DATA SUPPLIED →
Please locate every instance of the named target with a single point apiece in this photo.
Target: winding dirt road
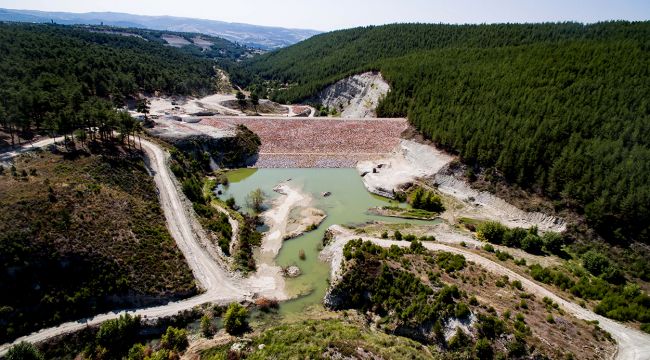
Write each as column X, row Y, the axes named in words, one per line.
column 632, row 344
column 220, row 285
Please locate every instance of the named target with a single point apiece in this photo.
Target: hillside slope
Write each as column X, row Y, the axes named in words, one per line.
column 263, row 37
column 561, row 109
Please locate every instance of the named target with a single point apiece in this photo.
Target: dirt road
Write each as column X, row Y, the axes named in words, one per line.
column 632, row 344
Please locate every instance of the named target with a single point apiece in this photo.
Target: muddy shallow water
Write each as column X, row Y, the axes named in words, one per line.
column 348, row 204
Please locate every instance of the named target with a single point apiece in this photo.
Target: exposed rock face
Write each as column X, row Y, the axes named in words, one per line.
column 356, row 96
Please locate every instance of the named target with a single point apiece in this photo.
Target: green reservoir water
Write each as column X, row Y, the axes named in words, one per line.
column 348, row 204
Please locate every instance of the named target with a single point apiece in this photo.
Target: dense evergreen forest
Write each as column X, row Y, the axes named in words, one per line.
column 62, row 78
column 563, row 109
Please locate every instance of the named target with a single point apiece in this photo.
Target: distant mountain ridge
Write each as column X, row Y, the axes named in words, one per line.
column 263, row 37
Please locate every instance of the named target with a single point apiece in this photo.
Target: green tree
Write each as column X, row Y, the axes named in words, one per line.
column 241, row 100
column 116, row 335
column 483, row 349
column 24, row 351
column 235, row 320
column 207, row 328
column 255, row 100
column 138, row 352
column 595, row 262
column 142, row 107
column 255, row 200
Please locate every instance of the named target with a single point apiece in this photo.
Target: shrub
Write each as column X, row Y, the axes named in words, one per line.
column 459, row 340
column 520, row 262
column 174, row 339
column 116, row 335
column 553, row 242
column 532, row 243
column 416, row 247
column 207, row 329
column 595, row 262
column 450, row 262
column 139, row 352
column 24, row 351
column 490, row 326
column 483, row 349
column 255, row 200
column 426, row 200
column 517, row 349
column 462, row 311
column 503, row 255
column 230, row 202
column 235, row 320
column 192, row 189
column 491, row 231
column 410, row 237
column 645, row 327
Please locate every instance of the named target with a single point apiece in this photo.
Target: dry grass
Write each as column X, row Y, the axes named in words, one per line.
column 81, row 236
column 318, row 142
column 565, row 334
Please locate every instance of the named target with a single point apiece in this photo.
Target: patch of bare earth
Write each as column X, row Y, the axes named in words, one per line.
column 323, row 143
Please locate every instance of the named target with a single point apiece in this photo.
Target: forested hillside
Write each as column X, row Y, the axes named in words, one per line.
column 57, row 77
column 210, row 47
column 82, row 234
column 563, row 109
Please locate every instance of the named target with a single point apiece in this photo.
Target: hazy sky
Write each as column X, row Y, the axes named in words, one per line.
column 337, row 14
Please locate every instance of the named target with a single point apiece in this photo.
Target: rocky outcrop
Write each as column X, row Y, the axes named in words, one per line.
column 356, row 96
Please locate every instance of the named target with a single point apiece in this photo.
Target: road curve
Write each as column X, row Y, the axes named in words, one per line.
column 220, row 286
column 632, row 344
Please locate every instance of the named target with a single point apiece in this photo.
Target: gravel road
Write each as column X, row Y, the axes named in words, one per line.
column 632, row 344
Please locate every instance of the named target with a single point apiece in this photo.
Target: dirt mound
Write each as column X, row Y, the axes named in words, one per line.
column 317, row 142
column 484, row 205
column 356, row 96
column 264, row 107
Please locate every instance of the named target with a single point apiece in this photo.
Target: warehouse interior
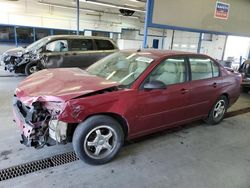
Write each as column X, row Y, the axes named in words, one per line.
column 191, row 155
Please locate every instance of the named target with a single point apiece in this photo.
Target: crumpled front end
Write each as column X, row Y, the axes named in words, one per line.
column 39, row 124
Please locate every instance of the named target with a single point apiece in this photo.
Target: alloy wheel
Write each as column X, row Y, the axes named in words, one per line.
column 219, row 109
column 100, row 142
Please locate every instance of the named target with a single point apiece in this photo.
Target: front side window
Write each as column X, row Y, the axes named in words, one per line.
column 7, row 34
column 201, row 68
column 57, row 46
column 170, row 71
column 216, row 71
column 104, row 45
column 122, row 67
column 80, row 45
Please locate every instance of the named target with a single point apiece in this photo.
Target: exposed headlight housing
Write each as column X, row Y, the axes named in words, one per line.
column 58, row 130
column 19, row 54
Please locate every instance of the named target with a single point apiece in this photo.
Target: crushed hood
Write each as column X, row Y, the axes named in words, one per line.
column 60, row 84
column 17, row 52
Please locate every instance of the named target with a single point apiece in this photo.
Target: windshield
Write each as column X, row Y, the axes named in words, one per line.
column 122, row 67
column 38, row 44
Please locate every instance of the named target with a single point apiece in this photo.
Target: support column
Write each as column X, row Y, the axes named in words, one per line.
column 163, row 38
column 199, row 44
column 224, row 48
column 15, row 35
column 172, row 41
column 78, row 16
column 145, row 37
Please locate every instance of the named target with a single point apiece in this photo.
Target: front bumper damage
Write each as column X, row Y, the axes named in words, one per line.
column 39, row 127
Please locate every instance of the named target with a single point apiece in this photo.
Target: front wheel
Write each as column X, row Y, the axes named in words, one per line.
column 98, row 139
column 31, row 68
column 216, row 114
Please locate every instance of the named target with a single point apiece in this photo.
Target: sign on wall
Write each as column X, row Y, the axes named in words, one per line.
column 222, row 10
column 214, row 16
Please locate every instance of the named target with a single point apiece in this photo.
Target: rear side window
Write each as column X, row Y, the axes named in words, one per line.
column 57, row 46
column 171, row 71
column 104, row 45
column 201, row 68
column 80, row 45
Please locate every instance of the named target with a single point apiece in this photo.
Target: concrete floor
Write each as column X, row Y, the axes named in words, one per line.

WORK TO COMPLETE → Reproduce each line of the records above, exactly and without pictures.

ANSWER TO THIS PROBLEM →
Please locate every instance of the named target with a single point apiece in this photo.
Target: winding dirt road
Write each as column X, row Y, the axes named in words, one per line.
column 632, row 344
column 220, row 285
Please locate every instance of the named target with a single point apiece in this photo.
Target: hillside slope
Write each as column X, row Y, the axes named in words, one per line.
column 263, row 37
column 561, row 109
Please locate every instance of the named target with a single point apiece in this photo.
Target: dirt road
Write each as column X, row Y, the axes named in words, one per line.
column 632, row 344
Please locate every instance of the named target with a single point apiece in this photo.
Target: muddy shallow water
Write each as column X, row Y, the axes named in words, one per line.
column 348, row 204
Please locate every instance of the named target with a single point apiece in this photo.
Target: exposed rock face
Write each as column X, row Y, the axes named in words, one per line.
column 356, row 96
Please locate every instance of the named target with a single point apiece in this photo.
Target: green reservoir water
Write each as column X, row Y, the axes named in words, one per line.
column 348, row 204
Please locate every instance of the named target with a single point apiece in this photo.
Target: dense evergreen forest
Write each as column X, row Y, the axes named in words, one per line.
column 62, row 78
column 563, row 109
Please locate every instance of the named target with a single point apiece in this photo.
Target: distant mountain ridge
Write each as column X, row Y, the axes named in words, one per line.
column 263, row 37
Please locate every instance of the named target with a single point apiece in this photo.
Target: green tree
Write each as column X, row Y, the axes named in words, one per line.
column 241, row 100
column 116, row 335
column 483, row 349
column 24, row 351
column 235, row 320
column 207, row 328
column 255, row 100
column 138, row 352
column 595, row 262
column 142, row 107
column 255, row 200
Please locate every instance of the named target with a single point apiece in this photo.
Target: shrub
Write each as column X, row Y, the axes named in words, one per line.
column 459, row 340
column 520, row 262
column 174, row 339
column 116, row 335
column 553, row 242
column 532, row 243
column 416, row 247
column 207, row 329
column 595, row 262
column 450, row 262
column 139, row 352
column 24, row 351
column 490, row 326
column 483, row 349
column 255, row 200
column 426, row 200
column 517, row 349
column 462, row 311
column 503, row 255
column 230, row 202
column 235, row 320
column 192, row 189
column 491, row 231
column 410, row 237
column 645, row 327
Please locate every instance of the named target with a single point apiece in this photo.
Target: dry grass
Write each as column X, row Y, the axes named in words, one per line.
column 81, row 236
column 318, row 142
column 565, row 334
Please locate every instance of the named target with a single point apiece in this photo.
Target: patch of bare earth
Write each as column X, row Y, the axes named in words, one per line.
column 323, row 143
Please locate every instance of the named target with a single point apiece in this photo.
Target: forested hillside
Write each as column X, row Y, the axes named in words, one per line.
column 57, row 77
column 210, row 47
column 82, row 234
column 563, row 109
Please locate every instance of the named target with a single point apiece in this photo.
Target: hazy sky
Write each as column X, row Y, the axes named in words, one per line.
column 337, row 14
Please locate every instance of the named target with a single point apiece in this photo.
Target: rocky outcrop
Write each as column X, row Y, the axes named in words, one per line.
column 356, row 96
Please locate every instance of the named target with a single point apiece in this photo.
Target: road curve
Write each as column X, row Y, the axes named in words, one per line.
column 220, row 286
column 632, row 344
Please locate every instance of the named target with a single point apiece in this photo.
Target: gravel road
Write each as column X, row Y, the axes named in words, one per line.
column 632, row 344
Please locate every instance of the named target with a single point apiece in this photo.
Target: dirt mound
Write each as column X, row Y, the axes named in words, one per line.
column 317, row 142
column 484, row 205
column 356, row 96
column 264, row 107
Please locate every instance of the named target with a single point apiece in this photo.
Target: warehouse interior
Write each as column X, row Y, the axes named in words, one per line.
column 191, row 155
Please locate every instance of the named target with a single point apiece in this photo.
Target: crumpled front end
Write each as column X, row Y, the axes named in words, one per line.
column 39, row 124
Please locate every instance of the named target with a single point apiece in this photo.
Target: alloy wheel
Write each as column X, row Y, the axes named in words, one per line.
column 219, row 109
column 100, row 142
Please locate every instance of the named target with a single point apiece in this photo.
Target: front side window
Write each as column X, row Y, the axes named in words, one per line.
column 7, row 34
column 201, row 68
column 57, row 46
column 170, row 71
column 216, row 71
column 104, row 45
column 122, row 67
column 80, row 45
Please locate every instance of the named target with a single point apiece in this photo.
Target: exposed headlight housing
Write each as column X, row Y, the axes named in words, one per line.
column 58, row 130
column 19, row 54
Please locate every instance of the named target with a single point apiece in this photo.
Target: crushed hood
Write each as column X, row Y, the axes named in words, one per line.
column 60, row 84
column 17, row 52
Please locate every instance of the named target with a single point apiece in this photo.
Target: windshield
Write each as column X, row Y, the axes named in words, one per line.
column 122, row 67
column 38, row 44
Please locate every instance of the named target with a single point apiece in this photo.
Target: support column
Write each as column X, row Y, the axes named in words, one per line.
column 163, row 38
column 199, row 44
column 224, row 48
column 15, row 35
column 172, row 41
column 78, row 16
column 145, row 37
Please locate every instance of the named target with a single point apiece in this photo.
Target: front bumper damage
Write each as column X, row Y, the axes named in words, one per line.
column 39, row 127
Please locate every instance of the named target with a single point apiece in this photo.
Target: front wheel
Write each as column X, row Y, the axes named in words, one per line.
column 98, row 139
column 31, row 68
column 216, row 114
Please locate every instance of the named target with a single point apiece in this photo.
Target: sign on wall
Write each as column X, row Y, the axes named in words, one per line.
column 222, row 10
column 214, row 16
Please locate every instance of the named target with a single point apiece in this photo.
Target: rear side window
Write each as column X, row Y, the axes named in words, one per line.
column 57, row 46
column 171, row 71
column 104, row 45
column 201, row 68
column 80, row 45
Please locate every instance of the named target with a single point apiece in this photo.
Target: concrete floor
Write each as column X, row Y, the axes named in words, one per line.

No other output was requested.